**Brief**
What you return must match the records character for character.

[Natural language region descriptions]
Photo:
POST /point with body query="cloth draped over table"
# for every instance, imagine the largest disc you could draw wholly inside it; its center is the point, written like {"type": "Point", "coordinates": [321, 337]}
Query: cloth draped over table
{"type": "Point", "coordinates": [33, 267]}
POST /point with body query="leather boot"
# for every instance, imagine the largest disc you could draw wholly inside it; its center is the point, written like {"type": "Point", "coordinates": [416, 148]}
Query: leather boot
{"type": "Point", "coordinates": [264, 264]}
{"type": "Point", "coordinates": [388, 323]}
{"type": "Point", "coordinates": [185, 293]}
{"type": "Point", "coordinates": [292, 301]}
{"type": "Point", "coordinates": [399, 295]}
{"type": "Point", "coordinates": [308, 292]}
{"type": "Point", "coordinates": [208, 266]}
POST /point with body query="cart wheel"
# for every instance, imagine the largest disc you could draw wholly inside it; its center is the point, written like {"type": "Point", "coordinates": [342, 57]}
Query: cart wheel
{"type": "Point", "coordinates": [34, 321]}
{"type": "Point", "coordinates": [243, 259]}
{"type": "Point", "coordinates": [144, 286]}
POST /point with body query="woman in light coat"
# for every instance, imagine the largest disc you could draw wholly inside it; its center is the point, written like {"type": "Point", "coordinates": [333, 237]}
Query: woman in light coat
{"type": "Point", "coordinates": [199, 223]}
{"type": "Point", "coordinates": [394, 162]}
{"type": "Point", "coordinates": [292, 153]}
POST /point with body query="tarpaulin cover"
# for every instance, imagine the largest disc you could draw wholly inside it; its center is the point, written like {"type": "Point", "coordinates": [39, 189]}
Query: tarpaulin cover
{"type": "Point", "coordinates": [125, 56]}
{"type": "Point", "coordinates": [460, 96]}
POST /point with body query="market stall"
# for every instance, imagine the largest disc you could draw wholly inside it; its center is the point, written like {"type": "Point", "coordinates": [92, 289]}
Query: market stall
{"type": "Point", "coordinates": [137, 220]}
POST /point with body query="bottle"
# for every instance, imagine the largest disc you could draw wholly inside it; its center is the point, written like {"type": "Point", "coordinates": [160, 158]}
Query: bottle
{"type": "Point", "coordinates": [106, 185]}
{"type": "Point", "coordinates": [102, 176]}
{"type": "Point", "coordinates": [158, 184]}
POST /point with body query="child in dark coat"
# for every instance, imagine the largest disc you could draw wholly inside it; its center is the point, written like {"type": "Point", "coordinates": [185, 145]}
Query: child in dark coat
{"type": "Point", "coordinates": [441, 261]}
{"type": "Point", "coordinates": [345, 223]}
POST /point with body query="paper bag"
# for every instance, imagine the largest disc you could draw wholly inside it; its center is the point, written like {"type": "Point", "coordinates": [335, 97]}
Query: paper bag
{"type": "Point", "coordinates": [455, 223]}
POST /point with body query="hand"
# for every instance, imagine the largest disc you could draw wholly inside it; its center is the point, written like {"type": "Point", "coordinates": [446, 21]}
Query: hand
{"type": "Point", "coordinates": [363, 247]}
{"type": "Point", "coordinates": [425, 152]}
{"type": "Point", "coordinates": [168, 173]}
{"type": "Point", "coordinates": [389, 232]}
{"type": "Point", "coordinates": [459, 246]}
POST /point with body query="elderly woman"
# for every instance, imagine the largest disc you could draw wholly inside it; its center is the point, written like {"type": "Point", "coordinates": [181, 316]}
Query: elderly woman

**Answer to this exercise**
Photo:
POST /point with body query="cloth draped over table"
# for every instance, imagine the largest disc you could draw wholly inside it; its center is the point, written like {"type": "Point", "coordinates": [321, 337]}
Query: cloth draped over table
{"type": "Point", "coordinates": [33, 267]}
POST /point with body query="leather boot"
# for every instance, imagine the largest disc you could draw wholly inside it; its center is the point, written like {"type": "Point", "coordinates": [416, 148]}
Query: leather boot
{"type": "Point", "coordinates": [264, 264]}
{"type": "Point", "coordinates": [388, 323]}
{"type": "Point", "coordinates": [185, 293]}
{"type": "Point", "coordinates": [292, 301]}
{"type": "Point", "coordinates": [399, 295]}
{"type": "Point", "coordinates": [308, 292]}
{"type": "Point", "coordinates": [208, 266]}
POST /point with body query="cart wheel"
# for every instance, imagine the largest disc you could draw wholly inside it; its center is the point, written like {"type": "Point", "coordinates": [342, 57]}
Query: cart wheel
{"type": "Point", "coordinates": [34, 321]}
{"type": "Point", "coordinates": [243, 259]}
{"type": "Point", "coordinates": [144, 286]}
POST /point with body query="woman in light coat"
# for every instance, imagine the largest disc you could draw wholly inside it; its center is the point, written like {"type": "Point", "coordinates": [333, 237]}
Query: woman in light coat
{"type": "Point", "coordinates": [199, 223]}
{"type": "Point", "coordinates": [394, 162]}
{"type": "Point", "coordinates": [292, 153]}
POST /point with body query="tarpaulin cover"
# for every instance, imagine the largest disc you could draw wholly inside it; its center is the point, written like {"type": "Point", "coordinates": [39, 189]}
Query: tarpaulin cover
{"type": "Point", "coordinates": [125, 56]}
{"type": "Point", "coordinates": [460, 96]}
POST /point with body query="market stall"
# for every instance, imagine the largest disc you could draw wholly inside it; its center is the point, written like {"type": "Point", "coordinates": [92, 289]}
Query: market stall
{"type": "Point", "coordinates": [137, 220]}
POST /point with body query="bottle"
# for every instance, imagine the largest disc you could draw wholly inside it; its center is the point, written like {"type": "Point", "coordinates": [160, 158]}
Query: bottle
{"type": "Point", "coordinates": [106, 185]}
{"type": "Point", "coordinates": [102, 176]}
{"type": "Point", "coordinates": [158, 184]}
POST /point with body query="child in dark coat"
# for every instance, imagine the largest disc you could draw wholly inside it; its center is the point, written like {"type": "Point", "coordinates": [185, 145]}
Query: child in dark coat
{"type": "Point", "coordinates": [441, 261]}
{"type": "Point", "coordinates": [345, 223]}
POST /point with body query="paper bag"
# for every instance, imagine the largest disc you could draw wholly inside it; its center is the point, written like {"type": "Point", "coordinates": [335, 97]}
Query: paper bag
{"type": "Point", "coordinates": [455, 223]}
POST /point with body query="hand"
# for every instance, imagine the largest disc you could draw wholly inside it; its center is the point, written like {"type": "Point", "coordinates": [446, 21]}
Query: hand
{"type": "Point", "coordinates": [363, 247]}
{"type": "Point", "coordinates": [425, 152]}
{"type": "Point", "coordinates": [168, 173]}
{"type": "Point", "coordinates": [389, 232]}
{"type": "Point", "coordinates": [459, 246]}
POST /point with body query="elderly woman"
# for every instance, imagine the largest disc you could draw wholly inside it; its center is the point, written like {"type": "Point", "coordinates": [181, 316]}
Query: elderly woman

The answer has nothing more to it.